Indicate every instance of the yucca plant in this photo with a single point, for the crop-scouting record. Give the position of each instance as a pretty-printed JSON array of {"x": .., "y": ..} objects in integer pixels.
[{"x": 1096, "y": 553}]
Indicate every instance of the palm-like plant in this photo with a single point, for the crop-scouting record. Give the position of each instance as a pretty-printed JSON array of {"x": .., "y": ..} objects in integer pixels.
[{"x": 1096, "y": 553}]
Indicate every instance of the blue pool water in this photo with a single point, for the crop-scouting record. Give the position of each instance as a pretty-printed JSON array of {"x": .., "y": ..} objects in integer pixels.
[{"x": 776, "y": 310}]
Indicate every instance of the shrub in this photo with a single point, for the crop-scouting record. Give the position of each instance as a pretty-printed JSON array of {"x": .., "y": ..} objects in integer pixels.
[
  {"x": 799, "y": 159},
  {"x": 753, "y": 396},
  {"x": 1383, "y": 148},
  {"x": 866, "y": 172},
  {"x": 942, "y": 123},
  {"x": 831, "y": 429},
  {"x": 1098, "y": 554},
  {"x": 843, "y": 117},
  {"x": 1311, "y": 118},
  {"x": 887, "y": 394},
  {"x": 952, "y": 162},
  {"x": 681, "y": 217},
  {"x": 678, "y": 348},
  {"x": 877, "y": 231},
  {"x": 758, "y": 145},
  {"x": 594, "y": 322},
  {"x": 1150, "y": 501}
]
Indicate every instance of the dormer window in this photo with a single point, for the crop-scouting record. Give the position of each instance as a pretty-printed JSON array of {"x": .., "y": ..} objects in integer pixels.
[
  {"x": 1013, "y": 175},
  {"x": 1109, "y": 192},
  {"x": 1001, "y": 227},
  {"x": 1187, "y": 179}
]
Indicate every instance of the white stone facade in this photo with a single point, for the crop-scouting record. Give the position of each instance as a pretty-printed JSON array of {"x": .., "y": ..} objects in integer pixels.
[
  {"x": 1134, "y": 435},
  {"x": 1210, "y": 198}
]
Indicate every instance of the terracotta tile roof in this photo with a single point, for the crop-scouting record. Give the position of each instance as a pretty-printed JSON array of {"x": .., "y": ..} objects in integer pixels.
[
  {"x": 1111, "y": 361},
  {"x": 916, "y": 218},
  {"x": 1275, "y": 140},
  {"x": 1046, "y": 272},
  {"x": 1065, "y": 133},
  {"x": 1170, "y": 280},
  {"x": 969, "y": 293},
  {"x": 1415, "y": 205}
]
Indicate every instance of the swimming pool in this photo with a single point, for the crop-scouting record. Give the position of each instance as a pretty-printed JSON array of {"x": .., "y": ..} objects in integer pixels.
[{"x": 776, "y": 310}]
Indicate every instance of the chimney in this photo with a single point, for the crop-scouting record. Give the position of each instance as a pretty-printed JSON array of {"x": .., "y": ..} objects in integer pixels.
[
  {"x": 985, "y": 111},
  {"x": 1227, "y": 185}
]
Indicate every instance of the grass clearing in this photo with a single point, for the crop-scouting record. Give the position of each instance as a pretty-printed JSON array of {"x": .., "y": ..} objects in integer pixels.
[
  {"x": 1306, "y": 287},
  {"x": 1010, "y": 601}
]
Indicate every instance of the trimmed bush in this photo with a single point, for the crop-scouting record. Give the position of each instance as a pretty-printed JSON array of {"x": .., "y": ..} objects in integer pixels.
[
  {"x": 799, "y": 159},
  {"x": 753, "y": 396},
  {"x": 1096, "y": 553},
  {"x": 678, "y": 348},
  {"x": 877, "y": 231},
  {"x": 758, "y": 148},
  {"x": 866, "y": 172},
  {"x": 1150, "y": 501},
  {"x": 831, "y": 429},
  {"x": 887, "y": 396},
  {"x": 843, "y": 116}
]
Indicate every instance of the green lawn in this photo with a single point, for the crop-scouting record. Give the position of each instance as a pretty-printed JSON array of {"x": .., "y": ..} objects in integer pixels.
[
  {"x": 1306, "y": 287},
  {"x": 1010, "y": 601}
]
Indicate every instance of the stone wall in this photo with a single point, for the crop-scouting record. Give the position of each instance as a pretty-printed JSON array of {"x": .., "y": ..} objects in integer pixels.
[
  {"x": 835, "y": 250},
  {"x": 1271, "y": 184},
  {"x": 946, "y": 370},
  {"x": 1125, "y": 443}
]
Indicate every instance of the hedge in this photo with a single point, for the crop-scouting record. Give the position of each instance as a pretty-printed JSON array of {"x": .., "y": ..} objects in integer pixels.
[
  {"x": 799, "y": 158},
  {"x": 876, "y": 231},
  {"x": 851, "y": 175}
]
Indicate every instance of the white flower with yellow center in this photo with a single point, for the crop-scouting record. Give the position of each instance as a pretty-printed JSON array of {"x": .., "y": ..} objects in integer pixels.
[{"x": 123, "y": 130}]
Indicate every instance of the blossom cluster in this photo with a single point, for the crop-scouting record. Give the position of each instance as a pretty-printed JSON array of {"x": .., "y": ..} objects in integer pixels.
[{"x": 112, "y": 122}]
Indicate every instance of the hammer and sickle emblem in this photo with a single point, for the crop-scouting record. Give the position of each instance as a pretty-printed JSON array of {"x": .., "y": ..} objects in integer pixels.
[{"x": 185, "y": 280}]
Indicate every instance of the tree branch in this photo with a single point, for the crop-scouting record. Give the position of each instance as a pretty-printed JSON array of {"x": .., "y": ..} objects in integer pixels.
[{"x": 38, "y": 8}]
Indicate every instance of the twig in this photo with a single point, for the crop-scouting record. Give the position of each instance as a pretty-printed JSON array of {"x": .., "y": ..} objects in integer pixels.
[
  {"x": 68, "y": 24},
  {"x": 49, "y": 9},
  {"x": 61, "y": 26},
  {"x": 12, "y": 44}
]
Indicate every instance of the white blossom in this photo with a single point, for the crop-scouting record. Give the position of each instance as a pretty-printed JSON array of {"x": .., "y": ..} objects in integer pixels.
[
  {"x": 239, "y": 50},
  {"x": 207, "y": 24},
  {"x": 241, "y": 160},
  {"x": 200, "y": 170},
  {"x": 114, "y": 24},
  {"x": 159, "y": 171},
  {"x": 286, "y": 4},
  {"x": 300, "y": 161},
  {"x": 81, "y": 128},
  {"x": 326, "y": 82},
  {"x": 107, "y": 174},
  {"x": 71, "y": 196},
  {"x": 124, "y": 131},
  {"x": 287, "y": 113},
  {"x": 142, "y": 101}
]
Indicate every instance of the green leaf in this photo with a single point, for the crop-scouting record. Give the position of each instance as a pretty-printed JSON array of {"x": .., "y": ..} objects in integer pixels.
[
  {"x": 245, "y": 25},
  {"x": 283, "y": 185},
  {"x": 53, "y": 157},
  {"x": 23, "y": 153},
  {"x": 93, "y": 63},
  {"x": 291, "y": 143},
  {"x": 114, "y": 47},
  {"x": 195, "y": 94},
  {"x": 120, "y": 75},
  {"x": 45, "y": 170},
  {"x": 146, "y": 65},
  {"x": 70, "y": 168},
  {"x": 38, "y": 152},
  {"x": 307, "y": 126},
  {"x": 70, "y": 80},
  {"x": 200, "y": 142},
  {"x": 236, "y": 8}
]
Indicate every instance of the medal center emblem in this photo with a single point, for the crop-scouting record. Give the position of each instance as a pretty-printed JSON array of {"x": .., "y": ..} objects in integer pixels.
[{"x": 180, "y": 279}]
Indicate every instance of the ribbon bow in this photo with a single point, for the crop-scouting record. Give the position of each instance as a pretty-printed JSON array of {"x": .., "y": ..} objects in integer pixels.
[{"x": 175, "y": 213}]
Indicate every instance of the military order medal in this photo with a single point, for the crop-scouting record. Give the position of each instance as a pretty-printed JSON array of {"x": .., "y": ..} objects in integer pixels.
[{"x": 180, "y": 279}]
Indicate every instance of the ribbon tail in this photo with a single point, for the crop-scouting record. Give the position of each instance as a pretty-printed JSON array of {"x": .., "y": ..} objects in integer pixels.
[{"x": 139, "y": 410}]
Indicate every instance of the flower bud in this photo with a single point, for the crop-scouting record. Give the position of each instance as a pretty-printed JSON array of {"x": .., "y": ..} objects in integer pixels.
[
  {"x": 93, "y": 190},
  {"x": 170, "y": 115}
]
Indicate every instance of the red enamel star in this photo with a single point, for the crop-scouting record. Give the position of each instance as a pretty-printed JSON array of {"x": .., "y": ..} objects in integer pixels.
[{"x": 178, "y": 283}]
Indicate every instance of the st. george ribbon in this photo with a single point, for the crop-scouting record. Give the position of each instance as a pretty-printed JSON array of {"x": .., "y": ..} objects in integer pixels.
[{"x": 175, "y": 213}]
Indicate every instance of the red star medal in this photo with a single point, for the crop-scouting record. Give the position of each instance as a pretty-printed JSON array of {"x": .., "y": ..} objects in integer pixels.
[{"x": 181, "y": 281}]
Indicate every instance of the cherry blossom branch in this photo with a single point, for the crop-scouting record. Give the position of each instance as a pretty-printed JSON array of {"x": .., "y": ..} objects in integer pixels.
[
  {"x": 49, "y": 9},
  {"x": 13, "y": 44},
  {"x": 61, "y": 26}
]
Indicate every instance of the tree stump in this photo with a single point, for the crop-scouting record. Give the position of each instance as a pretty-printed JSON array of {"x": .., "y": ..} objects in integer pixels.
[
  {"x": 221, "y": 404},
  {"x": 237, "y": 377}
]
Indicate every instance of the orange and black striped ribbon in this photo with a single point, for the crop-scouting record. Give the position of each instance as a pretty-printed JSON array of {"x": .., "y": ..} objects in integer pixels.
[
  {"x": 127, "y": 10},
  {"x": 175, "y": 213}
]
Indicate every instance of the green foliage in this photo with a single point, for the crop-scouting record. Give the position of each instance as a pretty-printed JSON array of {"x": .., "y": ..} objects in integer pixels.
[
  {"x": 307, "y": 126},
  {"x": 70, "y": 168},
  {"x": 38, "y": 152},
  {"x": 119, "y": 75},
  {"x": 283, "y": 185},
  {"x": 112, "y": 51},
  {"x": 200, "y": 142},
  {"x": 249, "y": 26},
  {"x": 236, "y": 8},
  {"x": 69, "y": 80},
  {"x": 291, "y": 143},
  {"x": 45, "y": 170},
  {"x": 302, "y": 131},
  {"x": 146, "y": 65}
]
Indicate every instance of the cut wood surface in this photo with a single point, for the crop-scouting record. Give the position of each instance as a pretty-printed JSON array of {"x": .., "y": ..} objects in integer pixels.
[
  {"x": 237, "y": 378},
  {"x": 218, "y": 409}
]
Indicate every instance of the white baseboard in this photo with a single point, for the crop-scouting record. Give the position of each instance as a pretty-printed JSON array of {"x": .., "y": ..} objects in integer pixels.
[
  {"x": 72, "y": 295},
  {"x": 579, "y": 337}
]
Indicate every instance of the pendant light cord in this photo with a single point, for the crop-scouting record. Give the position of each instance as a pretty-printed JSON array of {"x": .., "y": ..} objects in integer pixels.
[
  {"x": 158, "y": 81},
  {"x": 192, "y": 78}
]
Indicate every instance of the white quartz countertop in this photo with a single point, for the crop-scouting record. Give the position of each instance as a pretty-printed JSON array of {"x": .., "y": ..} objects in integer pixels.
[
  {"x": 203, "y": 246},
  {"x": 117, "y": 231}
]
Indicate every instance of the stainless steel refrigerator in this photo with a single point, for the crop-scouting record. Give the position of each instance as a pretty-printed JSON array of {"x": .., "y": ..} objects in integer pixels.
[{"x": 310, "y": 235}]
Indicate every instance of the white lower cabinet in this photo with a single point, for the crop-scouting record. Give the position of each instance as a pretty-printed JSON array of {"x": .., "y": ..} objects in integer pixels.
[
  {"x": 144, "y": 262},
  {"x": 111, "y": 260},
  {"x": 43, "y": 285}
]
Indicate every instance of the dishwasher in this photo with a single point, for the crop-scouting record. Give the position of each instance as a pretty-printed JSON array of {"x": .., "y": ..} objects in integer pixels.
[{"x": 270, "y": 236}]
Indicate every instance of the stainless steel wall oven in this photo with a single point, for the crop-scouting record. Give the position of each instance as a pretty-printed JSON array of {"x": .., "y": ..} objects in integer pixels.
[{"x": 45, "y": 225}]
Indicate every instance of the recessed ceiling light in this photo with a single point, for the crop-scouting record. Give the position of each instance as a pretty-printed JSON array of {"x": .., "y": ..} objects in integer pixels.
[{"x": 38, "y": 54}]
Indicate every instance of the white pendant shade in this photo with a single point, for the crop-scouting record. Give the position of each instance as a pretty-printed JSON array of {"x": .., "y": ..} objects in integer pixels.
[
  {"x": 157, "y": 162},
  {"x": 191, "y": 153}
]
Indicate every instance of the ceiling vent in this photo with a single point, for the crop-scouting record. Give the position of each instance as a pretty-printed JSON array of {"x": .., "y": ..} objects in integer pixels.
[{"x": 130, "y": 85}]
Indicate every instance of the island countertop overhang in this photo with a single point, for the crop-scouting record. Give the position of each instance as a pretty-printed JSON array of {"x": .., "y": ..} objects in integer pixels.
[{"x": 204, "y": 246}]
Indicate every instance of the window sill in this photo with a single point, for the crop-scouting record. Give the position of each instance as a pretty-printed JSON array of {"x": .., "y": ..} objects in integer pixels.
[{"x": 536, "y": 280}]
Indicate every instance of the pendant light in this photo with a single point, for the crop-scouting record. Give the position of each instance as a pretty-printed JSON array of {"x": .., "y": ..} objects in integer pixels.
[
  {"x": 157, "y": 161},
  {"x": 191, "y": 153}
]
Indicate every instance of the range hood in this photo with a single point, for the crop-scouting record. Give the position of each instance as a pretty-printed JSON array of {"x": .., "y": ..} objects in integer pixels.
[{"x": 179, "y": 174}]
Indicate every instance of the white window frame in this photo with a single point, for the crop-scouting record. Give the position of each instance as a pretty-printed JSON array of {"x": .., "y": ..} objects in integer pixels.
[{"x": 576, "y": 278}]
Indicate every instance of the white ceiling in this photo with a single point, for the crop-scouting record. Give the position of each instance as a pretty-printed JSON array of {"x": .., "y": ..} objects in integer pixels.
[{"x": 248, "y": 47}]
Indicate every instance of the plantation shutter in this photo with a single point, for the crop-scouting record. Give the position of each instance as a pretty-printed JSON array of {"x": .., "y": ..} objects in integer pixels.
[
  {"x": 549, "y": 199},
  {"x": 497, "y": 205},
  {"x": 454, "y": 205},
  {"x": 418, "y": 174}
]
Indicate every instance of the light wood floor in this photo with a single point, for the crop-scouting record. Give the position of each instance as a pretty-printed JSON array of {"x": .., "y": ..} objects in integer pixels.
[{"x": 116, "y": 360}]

□ □ □ □ □ □ □

- TASK OBJECTIVE
Starting at the line that contains "Indicate every instance of the plantation", copy each line exactly through the end of the listing above. Include that first line and the last one, and add nothing.

- WRITTEN ANSWER
Indicate every instance of the plantation shutter in this photo with a single point, for the crop-scouting record. Give the position of each instance as a pretty-printed JSON array of {"x": .., "y": ..} objects in integer pixels.
[
  {"x": 549, "y": 199},
  {"x": 497, "y": 205},
  {"x": 454, "y": 205},
  {"x": 418, "y": 174}
]
Indicate every instance of the light wood floor in this photo with a single point, for the crop-scouting record. Give the position of each instance as a pretty-printed JSON array of {"x": .., "y": ..} objects in integer pixels.
[{"x": 116, "y": 360}]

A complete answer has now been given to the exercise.